Filter the lines below, keeping only those that contain the string "flag". Copy each of them.
*** Records shown ***
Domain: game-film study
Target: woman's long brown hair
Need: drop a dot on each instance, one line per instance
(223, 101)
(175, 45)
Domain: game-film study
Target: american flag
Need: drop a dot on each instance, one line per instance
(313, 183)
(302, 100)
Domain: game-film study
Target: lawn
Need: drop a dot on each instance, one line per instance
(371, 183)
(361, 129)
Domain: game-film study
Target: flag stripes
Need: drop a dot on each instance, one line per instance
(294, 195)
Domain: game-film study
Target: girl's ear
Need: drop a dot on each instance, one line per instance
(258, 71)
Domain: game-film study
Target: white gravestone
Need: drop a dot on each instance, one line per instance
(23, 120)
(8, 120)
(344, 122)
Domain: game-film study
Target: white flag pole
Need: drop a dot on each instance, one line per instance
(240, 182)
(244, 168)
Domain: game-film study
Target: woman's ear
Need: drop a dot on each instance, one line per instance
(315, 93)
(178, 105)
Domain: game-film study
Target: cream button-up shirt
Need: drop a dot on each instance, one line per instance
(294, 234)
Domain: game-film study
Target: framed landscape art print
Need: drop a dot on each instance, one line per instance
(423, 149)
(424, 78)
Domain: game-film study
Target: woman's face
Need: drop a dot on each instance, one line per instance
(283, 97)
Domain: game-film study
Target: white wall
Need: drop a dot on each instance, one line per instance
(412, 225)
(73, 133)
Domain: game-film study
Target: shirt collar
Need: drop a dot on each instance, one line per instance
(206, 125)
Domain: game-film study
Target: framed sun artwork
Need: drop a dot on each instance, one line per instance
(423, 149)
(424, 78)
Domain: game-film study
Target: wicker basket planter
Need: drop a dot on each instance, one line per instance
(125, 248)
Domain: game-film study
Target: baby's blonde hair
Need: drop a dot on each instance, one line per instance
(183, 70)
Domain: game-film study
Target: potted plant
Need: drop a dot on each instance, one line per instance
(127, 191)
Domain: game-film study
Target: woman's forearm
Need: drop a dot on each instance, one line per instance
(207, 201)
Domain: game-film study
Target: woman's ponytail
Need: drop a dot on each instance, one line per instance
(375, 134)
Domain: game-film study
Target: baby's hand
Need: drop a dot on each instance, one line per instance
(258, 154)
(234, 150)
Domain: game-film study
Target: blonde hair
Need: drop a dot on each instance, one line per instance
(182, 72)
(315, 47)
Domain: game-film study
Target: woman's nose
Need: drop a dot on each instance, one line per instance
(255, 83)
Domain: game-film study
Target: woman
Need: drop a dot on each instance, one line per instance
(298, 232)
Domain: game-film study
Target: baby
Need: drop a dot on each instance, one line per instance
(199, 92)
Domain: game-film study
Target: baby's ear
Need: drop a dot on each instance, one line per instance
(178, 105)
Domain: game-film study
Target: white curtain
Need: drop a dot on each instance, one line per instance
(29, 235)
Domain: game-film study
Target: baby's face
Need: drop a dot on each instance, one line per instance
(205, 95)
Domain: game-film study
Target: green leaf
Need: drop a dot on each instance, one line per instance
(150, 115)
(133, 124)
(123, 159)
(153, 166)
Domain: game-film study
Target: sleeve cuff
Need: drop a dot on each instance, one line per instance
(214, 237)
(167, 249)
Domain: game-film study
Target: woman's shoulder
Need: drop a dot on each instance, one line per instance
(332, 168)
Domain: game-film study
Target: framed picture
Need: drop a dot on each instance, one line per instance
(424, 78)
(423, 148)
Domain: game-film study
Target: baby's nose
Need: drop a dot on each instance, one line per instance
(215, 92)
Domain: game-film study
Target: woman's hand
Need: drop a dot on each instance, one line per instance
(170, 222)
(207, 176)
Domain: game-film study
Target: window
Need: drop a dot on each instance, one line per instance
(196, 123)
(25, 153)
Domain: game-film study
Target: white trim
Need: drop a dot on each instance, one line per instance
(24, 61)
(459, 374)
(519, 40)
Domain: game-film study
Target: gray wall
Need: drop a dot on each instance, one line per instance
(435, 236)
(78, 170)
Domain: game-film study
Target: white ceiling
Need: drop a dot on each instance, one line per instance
***
### Answer to the problem:
Target: american flag
Target: flag stripes
Target: white flag pole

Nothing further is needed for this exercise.